> [WORK INSTRUCTIONS]
Switch "utility pole" to "telephone pole" and write out the entries again, starting with the line containing "Pretty please, detect the window" and going on through the last of the entries, changing nothing else.

Stored dataset items:
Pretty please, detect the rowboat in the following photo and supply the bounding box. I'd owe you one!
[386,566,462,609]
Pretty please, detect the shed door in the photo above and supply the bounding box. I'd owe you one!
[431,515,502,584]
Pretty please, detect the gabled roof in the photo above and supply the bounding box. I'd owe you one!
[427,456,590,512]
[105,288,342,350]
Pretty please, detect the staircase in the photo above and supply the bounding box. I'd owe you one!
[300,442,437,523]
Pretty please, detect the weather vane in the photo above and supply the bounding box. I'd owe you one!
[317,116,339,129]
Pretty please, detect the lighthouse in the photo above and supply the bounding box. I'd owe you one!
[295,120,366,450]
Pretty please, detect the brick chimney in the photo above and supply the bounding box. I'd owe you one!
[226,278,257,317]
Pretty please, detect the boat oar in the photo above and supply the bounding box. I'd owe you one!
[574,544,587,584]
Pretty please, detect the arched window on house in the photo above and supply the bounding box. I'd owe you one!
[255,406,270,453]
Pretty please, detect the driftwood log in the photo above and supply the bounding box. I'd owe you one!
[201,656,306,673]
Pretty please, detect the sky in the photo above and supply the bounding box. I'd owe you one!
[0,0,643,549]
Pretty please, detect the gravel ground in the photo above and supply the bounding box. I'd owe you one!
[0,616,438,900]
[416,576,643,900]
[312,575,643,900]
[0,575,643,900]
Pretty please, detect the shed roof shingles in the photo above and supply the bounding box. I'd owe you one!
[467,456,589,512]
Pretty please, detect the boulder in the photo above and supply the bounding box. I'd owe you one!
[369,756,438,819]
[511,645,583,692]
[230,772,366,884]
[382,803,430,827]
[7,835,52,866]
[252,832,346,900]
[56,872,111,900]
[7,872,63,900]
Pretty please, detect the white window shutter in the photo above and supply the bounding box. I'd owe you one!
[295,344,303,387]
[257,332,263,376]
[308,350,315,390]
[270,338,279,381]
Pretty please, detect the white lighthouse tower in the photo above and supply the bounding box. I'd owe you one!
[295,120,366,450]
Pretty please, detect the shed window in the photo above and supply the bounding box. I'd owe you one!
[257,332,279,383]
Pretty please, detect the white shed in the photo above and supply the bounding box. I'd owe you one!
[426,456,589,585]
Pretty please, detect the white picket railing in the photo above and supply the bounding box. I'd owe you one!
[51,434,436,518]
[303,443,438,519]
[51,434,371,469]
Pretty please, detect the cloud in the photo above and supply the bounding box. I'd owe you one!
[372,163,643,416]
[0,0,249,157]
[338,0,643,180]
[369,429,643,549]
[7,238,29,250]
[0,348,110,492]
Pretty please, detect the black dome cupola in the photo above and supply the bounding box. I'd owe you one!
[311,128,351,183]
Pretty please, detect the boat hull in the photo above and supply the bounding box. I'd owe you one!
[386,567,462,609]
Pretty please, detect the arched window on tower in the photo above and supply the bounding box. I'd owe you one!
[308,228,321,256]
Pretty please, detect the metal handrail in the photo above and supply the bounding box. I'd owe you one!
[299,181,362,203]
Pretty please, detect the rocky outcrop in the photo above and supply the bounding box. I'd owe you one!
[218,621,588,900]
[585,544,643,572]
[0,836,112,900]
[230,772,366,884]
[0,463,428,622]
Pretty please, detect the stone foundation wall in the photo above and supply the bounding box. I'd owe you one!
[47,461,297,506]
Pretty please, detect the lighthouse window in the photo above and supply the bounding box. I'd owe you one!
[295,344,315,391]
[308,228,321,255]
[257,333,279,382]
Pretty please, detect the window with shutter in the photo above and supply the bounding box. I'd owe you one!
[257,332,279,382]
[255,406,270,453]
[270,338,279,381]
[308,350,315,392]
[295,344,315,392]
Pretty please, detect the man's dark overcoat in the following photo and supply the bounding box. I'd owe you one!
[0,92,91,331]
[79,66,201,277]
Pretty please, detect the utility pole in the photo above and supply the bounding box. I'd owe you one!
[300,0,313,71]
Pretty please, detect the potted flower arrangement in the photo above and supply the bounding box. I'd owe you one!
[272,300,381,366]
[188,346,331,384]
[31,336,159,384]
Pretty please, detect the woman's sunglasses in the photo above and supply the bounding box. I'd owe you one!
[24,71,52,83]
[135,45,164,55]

> [WRITTEN ANSWER]
Pretty please, detect the window with shutter in the photo above and supply the bounding box. I'd owe you one!
[257,332,279,382]
[255,406,270,453]
[270,338,279,381]
[308,350,315,392]
[295,344,315,392]
Pretty please, detect the man's dark overcoat in the following photo and supply the bounding box. I'd owe you one!
[0,92,91,331]
[79,66,201,277]
Pretty please, detect the telephone pole in the photo above and supply the bounding box. I'd owe you one!
[300,0,313,71]
Pretty please, detect the potted flower arrangement in the photo above and supply the bounding box. I'd owe you one!
[272,300,381,366]
[188,346,331,384]
[31,336,159,384]
Pretty please, detect the woman's sunglasses in the photo above and supply the bounding box. I'd owe you one!
[24,71,52,83]
[135,45,164,55]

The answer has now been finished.